* Objective
Turn the lines below into a numbered list, starting with the first line and going on through the line containing "x=329, y=267", with both of those included and any blank lines left out.

* Data rows
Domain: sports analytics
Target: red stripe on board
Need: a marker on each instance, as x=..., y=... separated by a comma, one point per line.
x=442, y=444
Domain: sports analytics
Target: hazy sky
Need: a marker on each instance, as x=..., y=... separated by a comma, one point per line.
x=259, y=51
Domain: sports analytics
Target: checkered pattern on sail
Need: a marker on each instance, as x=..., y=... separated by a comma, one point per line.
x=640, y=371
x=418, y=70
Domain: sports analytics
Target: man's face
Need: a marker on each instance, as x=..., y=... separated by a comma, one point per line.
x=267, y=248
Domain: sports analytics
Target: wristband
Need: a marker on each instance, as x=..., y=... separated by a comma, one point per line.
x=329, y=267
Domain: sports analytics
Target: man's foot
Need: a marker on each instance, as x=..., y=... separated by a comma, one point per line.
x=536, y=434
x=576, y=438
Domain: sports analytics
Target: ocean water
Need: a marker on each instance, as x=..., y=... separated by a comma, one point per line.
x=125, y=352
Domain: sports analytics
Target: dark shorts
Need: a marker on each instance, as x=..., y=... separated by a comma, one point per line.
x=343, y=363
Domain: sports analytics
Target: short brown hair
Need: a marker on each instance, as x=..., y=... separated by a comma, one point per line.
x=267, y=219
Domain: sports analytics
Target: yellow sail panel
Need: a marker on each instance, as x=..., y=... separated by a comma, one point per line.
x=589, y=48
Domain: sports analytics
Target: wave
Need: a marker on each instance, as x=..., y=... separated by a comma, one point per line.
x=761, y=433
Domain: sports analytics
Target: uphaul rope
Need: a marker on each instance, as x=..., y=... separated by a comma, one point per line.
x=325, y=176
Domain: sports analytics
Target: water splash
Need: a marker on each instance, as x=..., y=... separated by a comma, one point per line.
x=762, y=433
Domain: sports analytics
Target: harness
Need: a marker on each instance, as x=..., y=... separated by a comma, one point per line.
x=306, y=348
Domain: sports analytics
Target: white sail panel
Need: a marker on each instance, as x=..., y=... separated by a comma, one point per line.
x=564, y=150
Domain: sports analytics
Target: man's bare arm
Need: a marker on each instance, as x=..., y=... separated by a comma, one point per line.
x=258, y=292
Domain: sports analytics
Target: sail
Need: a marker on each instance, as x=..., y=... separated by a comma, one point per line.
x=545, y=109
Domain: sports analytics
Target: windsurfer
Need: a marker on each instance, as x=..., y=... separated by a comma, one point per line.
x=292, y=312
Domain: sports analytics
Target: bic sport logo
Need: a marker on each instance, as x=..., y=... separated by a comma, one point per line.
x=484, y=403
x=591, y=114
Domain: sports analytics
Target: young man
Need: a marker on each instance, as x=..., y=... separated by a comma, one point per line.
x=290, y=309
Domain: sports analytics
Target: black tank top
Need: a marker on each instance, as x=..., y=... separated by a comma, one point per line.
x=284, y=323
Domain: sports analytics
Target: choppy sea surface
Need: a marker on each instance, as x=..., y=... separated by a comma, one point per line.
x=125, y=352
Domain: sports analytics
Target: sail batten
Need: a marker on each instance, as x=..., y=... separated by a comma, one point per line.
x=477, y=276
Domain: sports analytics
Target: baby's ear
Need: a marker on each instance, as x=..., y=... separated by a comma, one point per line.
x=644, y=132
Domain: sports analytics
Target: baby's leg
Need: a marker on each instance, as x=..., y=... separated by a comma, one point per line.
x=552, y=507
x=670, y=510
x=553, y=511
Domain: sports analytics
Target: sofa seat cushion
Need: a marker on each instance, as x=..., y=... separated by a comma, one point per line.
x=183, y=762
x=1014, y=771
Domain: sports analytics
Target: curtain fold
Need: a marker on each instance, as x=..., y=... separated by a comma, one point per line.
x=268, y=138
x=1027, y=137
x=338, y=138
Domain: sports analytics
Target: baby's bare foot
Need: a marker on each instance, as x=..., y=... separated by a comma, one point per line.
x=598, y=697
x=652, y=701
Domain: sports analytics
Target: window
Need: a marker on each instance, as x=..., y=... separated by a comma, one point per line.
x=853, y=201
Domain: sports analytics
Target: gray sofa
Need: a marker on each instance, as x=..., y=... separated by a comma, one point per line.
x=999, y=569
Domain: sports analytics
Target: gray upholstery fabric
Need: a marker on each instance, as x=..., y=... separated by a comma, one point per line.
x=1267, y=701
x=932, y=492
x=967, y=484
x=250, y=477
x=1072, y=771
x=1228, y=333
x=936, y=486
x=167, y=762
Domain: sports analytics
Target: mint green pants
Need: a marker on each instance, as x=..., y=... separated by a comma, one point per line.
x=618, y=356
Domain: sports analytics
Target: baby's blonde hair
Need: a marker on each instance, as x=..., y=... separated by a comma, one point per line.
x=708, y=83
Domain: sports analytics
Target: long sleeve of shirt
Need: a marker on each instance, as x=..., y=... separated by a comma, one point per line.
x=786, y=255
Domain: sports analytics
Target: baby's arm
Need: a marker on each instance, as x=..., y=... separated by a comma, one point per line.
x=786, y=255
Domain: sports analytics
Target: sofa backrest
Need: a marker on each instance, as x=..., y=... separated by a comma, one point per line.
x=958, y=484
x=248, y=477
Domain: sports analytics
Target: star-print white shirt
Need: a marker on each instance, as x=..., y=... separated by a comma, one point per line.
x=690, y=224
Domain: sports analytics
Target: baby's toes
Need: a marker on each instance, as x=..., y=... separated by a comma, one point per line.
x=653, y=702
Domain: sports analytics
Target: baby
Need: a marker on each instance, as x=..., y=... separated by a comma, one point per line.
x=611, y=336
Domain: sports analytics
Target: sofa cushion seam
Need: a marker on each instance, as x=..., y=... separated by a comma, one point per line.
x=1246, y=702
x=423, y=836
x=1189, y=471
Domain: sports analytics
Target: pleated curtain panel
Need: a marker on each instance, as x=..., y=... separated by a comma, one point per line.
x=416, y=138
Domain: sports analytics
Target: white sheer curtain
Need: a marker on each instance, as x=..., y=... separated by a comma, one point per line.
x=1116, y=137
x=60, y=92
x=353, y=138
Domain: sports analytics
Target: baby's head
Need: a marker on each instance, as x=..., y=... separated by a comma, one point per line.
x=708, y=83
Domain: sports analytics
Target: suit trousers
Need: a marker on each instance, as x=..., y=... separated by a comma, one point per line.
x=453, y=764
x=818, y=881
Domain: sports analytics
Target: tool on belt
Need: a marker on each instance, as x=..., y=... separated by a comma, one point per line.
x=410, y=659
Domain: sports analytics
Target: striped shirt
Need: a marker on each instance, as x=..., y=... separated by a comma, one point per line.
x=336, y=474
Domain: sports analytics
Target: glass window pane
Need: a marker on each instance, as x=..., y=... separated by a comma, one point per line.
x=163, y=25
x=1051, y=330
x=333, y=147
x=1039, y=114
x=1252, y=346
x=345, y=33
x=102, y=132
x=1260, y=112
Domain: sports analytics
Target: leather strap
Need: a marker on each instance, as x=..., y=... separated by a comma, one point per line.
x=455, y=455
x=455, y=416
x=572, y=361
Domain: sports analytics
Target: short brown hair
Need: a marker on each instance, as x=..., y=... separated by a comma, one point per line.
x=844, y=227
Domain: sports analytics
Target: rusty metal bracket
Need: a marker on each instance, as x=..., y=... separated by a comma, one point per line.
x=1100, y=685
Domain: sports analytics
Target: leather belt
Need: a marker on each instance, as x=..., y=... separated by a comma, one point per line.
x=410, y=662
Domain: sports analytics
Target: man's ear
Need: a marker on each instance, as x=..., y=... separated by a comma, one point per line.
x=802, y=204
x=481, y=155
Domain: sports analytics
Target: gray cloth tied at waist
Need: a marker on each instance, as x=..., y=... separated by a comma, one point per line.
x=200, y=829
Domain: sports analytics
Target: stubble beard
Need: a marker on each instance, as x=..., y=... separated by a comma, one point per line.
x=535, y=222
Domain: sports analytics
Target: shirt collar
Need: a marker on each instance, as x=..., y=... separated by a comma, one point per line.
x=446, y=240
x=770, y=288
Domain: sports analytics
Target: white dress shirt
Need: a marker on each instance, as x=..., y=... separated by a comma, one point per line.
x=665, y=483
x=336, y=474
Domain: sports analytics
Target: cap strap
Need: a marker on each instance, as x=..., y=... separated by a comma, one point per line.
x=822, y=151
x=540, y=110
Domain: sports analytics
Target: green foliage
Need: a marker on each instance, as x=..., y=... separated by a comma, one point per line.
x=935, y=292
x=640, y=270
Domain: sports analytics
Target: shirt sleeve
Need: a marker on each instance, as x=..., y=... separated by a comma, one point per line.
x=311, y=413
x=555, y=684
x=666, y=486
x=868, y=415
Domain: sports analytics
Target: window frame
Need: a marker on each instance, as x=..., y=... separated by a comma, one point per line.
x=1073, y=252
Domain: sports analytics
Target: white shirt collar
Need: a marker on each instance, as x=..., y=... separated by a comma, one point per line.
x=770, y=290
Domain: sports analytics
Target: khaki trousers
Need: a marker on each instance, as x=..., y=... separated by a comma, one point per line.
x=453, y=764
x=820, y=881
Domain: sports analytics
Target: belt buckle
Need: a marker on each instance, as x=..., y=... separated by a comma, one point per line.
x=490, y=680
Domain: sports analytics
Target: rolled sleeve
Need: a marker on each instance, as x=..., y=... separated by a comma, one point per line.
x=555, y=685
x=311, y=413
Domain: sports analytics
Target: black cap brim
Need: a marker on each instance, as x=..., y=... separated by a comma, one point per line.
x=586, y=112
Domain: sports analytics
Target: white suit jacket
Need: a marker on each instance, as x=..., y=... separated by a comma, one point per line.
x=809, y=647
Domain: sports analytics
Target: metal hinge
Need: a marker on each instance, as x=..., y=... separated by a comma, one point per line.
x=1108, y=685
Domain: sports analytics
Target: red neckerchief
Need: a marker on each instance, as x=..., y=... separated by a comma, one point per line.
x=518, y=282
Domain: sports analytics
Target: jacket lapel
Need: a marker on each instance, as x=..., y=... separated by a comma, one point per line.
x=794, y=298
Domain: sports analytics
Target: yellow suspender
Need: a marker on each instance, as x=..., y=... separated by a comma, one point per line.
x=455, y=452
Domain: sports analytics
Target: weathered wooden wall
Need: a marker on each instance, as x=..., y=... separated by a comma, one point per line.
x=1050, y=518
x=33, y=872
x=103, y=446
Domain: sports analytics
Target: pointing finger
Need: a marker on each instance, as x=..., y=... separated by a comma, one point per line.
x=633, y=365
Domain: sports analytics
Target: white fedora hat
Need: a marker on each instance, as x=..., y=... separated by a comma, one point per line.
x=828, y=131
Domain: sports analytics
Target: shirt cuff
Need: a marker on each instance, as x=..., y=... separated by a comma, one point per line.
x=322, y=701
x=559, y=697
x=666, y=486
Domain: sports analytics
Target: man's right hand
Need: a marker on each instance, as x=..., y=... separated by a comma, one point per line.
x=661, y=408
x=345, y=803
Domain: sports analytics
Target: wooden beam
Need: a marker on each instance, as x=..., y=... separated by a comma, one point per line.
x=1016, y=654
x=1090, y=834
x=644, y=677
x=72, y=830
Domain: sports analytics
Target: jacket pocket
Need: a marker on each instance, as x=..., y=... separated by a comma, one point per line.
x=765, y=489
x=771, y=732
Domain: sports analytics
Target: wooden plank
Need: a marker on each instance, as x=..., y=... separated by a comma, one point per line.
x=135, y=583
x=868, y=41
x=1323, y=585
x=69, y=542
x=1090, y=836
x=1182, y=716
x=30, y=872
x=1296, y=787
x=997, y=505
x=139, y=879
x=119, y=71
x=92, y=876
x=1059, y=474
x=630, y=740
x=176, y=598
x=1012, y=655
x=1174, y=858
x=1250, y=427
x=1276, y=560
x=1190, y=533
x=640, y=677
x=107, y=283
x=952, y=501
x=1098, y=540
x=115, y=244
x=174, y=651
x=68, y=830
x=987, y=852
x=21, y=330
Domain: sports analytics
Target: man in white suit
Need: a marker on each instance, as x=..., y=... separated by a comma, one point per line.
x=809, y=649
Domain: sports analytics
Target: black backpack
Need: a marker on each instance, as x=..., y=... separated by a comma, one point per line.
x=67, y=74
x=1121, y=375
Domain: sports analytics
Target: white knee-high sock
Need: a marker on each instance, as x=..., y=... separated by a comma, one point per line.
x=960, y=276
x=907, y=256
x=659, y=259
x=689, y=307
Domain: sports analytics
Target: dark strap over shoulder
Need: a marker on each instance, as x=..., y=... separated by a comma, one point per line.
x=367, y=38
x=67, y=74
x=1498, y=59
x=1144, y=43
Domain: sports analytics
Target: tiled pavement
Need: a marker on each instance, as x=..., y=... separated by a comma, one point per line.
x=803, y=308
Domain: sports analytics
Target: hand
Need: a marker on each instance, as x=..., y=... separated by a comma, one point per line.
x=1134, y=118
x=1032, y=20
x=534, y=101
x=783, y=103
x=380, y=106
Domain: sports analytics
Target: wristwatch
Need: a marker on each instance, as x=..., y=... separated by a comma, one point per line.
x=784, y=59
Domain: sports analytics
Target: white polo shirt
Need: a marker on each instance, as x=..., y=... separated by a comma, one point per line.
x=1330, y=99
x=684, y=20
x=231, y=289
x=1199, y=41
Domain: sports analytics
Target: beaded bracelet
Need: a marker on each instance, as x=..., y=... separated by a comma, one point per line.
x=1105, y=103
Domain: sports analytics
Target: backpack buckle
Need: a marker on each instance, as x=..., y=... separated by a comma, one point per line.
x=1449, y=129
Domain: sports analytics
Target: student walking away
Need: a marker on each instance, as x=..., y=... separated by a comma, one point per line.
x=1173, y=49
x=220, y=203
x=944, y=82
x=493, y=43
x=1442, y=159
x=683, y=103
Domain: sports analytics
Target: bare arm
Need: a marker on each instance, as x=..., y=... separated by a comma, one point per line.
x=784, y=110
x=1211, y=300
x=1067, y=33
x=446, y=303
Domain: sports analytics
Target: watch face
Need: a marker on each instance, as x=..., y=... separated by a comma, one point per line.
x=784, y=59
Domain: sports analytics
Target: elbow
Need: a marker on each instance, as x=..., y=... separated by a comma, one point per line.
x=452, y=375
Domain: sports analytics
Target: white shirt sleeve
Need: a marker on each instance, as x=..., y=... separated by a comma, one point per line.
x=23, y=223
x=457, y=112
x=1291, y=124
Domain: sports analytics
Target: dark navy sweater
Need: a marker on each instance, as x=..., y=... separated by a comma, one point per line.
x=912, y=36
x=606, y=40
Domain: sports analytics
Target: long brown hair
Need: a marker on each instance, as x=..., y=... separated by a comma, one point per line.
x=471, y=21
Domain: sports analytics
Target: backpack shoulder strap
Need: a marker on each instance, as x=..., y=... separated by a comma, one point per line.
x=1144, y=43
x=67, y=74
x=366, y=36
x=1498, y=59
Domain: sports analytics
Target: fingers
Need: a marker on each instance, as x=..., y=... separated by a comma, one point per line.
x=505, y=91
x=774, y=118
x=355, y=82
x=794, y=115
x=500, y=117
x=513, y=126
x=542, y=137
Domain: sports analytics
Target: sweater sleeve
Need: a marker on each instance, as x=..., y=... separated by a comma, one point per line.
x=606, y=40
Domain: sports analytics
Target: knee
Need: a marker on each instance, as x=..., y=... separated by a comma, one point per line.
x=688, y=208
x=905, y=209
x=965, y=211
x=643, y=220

* Response to this exercise
1. Domain: sports analytics
2. Target: red stripe on board
3. Need: a marker on each instance, as x=..., y=... separated by a comma, one point per line.
4. x=442, y=444
5. Domain: sports analytics
6. Target: hazy sky
7. Need: a marker on each instance, as x=..., y=... separated by a comma, one point per line.
8. x=259, y=51
9. Domain: sports analytics
10. Target: checkered pattern on sail
11. Need: a marker on each instance, as x=..., y=... separated by a comma, one point per line.
12. x=640, y=371
13. x=418, y=70
14. Domain: sports analytics
15. Target: man's face
16. Need: a marker on each instance, as x=..., y=... separated by a comma, one point per line.
17. x=267, y=248
18. Domain: sports analytics
19. Target: wristband
20. Need: a marker on each instance, as x=..., y=... separated by a comma, one point per line.
21. x=329, y=267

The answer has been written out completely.